Would you please output the lines from the one holding "of the smile" to the end of the entries, exactly and with no others?

* **Exercise material**:

┄┄┄┄┄┄

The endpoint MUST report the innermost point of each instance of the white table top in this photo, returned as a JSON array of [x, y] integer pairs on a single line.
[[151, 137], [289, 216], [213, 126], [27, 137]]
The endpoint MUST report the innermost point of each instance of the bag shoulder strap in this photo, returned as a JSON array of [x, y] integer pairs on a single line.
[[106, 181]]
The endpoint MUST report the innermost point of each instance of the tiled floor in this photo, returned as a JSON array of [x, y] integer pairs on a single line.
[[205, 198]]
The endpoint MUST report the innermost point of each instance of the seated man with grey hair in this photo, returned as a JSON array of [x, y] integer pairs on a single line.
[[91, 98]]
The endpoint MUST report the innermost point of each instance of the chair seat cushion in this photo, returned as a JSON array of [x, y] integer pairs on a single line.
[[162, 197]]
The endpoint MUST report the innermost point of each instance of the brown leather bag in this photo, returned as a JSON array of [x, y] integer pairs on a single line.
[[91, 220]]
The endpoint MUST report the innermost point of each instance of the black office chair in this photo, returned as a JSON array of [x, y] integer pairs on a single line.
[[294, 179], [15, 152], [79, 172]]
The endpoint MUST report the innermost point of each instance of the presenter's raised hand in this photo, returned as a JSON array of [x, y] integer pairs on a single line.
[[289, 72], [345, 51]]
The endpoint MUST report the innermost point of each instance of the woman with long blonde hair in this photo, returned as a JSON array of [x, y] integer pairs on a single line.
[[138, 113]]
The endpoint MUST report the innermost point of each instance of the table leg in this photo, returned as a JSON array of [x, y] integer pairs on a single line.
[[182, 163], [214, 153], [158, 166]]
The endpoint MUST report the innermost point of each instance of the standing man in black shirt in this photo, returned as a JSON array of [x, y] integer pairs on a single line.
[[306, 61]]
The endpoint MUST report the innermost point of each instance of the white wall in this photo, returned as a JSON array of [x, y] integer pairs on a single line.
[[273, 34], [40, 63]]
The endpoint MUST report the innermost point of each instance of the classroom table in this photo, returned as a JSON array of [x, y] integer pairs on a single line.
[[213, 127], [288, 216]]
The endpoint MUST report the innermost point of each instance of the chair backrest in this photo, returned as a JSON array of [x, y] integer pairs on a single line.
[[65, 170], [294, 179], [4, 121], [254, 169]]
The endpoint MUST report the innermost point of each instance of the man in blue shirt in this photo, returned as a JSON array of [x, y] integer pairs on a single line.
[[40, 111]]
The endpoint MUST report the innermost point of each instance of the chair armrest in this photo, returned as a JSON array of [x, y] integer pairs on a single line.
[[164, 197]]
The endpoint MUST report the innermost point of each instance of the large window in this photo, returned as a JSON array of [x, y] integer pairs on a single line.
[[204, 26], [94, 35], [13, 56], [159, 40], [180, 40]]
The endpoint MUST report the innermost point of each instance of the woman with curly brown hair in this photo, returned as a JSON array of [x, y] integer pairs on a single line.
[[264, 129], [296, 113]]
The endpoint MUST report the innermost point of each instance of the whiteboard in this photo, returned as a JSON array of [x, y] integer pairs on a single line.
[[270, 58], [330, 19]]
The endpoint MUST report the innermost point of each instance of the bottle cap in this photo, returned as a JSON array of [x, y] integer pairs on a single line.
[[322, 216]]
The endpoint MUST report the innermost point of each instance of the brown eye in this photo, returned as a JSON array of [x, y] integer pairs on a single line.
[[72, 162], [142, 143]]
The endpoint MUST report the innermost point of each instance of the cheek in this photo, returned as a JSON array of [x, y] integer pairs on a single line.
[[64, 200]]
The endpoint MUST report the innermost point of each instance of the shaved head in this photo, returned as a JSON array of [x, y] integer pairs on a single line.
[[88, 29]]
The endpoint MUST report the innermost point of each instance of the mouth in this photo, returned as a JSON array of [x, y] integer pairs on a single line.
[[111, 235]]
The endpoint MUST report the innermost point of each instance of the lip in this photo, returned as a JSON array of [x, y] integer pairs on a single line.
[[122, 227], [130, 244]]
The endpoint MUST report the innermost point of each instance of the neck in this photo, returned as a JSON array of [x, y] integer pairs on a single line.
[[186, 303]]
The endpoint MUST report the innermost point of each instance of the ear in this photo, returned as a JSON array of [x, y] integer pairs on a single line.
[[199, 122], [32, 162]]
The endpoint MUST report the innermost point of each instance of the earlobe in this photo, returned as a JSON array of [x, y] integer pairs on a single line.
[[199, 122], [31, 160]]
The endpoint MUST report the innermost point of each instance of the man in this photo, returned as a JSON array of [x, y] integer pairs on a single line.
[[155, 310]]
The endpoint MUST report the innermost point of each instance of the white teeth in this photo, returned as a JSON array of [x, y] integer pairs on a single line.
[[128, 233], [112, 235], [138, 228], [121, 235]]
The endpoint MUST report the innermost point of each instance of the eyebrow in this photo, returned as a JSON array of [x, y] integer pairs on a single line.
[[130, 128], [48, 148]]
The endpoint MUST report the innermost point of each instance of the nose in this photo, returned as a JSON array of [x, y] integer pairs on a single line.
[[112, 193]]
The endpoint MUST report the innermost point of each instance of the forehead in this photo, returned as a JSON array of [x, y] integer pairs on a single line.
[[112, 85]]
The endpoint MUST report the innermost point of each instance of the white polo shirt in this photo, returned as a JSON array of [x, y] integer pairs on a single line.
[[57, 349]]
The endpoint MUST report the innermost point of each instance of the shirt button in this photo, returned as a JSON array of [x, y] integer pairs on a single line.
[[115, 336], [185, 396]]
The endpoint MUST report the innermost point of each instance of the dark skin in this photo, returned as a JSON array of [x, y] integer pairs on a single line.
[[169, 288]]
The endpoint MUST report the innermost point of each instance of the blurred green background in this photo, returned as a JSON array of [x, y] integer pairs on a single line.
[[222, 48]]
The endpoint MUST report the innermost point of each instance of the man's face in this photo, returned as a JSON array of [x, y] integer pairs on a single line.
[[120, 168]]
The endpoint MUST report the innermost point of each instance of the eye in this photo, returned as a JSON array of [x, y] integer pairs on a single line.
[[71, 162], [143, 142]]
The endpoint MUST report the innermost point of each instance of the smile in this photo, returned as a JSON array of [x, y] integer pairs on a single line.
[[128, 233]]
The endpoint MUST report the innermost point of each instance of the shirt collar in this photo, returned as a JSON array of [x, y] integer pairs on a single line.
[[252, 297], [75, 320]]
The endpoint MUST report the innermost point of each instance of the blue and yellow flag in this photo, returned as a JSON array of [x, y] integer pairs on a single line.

┄┄┄┄┄┄

* **Output**:
The endpoint MUST report the innermost point of each instance of the smile in this photo, returned as a JSON array of [x, y] integer pairs on a single line.
[[128, 233]]
The endpoint MUST report the innermost point of each instance of the shirt collar in this photo, returned as a JSON array of [x, y] integer pairs on a single line.
[[252, 297], [75, 320]]
The endpoint MUST report the innermost point of each instance of the blue and yellow flag in this photo, returned as a JSON array of [x, y] integer pairs on a single line.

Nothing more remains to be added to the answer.